╭──
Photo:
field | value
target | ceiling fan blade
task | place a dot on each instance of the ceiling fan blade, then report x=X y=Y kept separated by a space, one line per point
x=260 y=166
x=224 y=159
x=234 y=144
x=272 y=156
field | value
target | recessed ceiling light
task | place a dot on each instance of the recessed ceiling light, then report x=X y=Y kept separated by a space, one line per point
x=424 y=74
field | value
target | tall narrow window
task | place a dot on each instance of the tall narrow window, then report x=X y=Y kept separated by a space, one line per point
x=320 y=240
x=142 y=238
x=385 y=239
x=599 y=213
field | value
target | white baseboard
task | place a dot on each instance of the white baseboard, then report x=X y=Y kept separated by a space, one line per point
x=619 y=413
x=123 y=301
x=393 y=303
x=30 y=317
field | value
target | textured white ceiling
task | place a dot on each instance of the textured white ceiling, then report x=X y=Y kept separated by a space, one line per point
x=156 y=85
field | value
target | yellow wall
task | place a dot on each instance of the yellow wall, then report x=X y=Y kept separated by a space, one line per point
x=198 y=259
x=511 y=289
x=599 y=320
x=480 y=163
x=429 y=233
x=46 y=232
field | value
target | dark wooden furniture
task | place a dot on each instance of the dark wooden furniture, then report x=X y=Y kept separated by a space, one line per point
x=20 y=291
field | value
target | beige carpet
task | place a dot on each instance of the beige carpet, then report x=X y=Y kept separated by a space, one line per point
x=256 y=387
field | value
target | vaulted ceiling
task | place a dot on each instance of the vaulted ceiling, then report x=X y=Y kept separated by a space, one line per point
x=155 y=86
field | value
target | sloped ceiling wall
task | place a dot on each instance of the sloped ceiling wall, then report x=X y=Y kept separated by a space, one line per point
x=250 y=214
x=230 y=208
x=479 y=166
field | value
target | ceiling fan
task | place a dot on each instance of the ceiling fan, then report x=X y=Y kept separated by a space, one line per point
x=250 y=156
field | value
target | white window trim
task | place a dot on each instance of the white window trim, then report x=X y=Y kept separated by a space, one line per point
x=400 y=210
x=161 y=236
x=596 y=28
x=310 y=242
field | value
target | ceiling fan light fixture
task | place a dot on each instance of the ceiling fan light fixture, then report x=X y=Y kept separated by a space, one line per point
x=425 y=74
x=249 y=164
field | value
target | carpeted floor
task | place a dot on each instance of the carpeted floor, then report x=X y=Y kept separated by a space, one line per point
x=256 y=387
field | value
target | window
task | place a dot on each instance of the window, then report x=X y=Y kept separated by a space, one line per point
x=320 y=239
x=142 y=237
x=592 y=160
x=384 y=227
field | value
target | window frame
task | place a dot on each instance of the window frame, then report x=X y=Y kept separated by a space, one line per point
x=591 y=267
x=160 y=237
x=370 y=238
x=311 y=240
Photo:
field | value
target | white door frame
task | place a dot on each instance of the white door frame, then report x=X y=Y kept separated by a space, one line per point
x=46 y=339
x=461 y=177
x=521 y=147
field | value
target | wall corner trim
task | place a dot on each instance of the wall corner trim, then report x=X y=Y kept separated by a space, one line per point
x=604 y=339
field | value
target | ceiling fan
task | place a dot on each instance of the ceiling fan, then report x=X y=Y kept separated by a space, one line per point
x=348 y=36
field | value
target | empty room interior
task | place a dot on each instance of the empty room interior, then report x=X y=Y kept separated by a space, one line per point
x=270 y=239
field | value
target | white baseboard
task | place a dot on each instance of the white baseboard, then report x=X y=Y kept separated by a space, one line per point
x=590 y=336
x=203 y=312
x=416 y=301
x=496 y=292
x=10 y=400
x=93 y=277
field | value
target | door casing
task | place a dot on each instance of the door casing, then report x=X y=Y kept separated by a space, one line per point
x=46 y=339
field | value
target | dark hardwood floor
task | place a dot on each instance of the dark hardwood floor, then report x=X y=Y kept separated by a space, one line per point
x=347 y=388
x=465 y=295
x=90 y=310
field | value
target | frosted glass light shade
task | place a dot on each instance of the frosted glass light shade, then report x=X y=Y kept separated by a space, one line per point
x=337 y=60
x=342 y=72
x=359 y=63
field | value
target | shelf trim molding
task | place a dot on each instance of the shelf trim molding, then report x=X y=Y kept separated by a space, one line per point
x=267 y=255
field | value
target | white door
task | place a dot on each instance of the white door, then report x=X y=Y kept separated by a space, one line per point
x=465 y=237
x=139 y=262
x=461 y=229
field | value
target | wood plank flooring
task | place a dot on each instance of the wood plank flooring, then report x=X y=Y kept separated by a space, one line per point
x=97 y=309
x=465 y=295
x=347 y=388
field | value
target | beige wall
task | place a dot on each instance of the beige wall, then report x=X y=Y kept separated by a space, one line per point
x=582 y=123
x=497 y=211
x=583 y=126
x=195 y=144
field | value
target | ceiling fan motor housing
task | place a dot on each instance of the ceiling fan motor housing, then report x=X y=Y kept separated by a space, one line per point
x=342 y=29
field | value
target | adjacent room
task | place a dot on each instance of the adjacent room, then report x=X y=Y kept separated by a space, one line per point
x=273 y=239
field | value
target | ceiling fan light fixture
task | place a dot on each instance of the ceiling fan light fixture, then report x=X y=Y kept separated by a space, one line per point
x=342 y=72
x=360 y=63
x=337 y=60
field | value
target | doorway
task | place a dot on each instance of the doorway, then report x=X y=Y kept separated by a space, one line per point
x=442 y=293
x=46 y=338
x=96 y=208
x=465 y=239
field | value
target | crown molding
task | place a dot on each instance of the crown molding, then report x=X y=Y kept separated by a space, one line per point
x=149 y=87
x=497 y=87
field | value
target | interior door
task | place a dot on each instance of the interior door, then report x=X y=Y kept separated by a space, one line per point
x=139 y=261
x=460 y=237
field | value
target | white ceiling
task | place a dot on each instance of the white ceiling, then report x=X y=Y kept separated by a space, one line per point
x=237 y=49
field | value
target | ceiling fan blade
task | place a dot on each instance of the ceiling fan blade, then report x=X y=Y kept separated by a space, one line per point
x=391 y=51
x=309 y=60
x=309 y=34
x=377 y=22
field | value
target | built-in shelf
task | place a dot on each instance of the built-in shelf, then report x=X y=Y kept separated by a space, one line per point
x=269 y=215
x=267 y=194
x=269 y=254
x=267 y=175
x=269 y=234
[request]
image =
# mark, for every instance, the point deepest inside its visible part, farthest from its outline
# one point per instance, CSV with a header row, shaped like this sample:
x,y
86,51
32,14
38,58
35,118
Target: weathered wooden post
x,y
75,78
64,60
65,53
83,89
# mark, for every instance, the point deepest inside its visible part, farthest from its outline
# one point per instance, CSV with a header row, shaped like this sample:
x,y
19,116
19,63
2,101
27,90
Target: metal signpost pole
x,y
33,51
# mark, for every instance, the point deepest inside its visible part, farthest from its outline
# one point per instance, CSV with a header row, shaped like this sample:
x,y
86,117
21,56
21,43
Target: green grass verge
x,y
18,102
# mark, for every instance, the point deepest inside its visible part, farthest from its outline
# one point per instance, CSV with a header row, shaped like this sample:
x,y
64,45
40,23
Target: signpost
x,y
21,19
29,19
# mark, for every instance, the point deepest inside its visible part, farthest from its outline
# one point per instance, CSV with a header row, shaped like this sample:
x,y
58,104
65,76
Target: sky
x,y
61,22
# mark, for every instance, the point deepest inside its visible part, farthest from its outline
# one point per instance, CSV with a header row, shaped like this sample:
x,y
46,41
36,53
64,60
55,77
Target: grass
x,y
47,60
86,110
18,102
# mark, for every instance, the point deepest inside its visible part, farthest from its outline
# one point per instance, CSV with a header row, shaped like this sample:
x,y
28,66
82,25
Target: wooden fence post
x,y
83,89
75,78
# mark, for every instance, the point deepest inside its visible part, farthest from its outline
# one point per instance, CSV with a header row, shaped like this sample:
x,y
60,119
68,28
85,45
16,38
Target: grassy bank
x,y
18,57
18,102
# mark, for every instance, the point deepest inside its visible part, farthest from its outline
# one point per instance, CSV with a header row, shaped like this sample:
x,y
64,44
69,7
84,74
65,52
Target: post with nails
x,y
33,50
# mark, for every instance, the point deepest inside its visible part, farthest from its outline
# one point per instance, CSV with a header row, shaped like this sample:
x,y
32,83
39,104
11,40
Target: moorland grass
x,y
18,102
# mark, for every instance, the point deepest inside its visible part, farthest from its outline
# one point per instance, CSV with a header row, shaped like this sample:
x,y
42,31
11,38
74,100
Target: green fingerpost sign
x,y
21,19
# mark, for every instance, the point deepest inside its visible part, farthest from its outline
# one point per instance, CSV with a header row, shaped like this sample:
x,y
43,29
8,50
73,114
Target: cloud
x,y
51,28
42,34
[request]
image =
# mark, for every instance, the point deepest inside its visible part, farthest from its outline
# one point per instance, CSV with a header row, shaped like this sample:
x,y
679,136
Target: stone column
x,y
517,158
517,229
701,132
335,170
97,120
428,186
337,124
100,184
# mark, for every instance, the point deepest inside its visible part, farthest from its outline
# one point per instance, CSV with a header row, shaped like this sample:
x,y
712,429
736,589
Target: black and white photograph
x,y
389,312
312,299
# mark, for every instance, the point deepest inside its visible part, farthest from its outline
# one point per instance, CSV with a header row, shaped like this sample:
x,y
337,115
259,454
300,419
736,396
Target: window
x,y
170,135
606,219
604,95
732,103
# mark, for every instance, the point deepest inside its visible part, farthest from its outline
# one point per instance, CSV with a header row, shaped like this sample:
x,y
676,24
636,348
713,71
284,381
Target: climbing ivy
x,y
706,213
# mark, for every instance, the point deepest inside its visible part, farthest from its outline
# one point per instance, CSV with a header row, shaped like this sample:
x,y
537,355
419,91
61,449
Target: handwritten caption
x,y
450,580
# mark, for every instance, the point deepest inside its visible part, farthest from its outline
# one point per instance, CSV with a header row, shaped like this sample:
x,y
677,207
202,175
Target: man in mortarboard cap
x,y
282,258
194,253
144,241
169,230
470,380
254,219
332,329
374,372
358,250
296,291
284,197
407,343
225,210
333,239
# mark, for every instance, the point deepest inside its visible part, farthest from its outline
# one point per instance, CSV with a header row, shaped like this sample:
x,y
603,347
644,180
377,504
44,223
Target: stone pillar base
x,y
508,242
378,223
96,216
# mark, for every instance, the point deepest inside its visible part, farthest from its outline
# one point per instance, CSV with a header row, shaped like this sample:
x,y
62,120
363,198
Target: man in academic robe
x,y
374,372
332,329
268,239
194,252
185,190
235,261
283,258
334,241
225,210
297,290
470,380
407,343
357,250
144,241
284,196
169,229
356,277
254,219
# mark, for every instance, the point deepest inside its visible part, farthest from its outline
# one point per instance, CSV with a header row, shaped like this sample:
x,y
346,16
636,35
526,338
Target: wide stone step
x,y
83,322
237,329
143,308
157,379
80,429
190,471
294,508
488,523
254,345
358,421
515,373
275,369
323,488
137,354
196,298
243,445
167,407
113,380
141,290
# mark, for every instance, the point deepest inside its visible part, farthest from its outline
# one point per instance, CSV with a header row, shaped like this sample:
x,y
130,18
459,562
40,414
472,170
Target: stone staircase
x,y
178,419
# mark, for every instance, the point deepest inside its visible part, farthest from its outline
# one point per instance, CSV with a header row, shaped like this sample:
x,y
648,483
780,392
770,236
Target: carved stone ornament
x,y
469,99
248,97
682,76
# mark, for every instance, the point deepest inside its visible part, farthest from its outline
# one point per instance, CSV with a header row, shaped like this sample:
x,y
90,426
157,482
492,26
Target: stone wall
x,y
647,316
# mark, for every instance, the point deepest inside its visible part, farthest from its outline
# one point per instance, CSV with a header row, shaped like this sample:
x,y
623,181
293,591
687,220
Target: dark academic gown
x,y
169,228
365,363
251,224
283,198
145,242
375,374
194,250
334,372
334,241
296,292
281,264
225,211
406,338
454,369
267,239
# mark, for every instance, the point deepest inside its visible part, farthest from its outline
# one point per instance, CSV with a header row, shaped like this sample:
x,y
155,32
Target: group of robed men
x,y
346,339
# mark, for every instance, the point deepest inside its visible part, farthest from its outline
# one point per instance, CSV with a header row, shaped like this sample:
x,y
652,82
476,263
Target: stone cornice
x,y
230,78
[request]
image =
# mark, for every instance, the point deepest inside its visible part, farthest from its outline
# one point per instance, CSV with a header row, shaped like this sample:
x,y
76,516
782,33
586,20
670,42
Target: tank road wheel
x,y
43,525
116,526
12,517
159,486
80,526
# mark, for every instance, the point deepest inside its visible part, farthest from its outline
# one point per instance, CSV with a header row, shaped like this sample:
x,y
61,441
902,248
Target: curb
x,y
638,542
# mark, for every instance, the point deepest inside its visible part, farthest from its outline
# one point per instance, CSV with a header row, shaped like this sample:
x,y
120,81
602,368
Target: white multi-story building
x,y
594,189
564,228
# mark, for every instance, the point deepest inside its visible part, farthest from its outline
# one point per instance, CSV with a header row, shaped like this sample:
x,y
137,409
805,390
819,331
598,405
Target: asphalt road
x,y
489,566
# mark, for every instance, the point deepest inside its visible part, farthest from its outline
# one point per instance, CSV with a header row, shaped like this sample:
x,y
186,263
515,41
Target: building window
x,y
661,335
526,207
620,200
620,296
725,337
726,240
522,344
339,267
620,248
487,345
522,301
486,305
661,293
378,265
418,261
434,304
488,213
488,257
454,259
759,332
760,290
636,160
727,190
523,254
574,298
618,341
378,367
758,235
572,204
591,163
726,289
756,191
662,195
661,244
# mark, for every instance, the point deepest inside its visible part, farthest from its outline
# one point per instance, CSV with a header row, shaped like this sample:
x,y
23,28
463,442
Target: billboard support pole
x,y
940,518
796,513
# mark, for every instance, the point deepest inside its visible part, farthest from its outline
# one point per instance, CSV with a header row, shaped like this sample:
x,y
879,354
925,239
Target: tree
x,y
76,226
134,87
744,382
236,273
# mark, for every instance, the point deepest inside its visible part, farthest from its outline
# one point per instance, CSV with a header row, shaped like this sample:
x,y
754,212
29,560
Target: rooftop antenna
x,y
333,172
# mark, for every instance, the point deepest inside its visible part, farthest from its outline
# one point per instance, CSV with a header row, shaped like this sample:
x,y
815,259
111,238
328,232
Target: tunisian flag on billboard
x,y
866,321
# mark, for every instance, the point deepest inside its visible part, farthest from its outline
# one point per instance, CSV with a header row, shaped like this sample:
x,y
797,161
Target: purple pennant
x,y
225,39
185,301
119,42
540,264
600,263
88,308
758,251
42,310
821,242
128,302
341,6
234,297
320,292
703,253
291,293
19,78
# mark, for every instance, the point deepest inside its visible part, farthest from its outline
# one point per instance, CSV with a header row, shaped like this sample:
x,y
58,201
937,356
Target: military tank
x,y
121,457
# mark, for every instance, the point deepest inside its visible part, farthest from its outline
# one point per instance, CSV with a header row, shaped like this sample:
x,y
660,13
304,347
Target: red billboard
╰──
WHAT YOU HAVE TO DO. Which lines in the items above contain the string "interior"? Pick out each one and copy it in full.

ANSWER FOR THE TASK.
target | empty room interior
task | place a dot on each instance of the empty room interior, then report x=X y=Y kept separated by a space, one line per point
target | interior door
task | place a dot on each instance of the interior door, then report x=X y=Y kept separated by a space, one line per point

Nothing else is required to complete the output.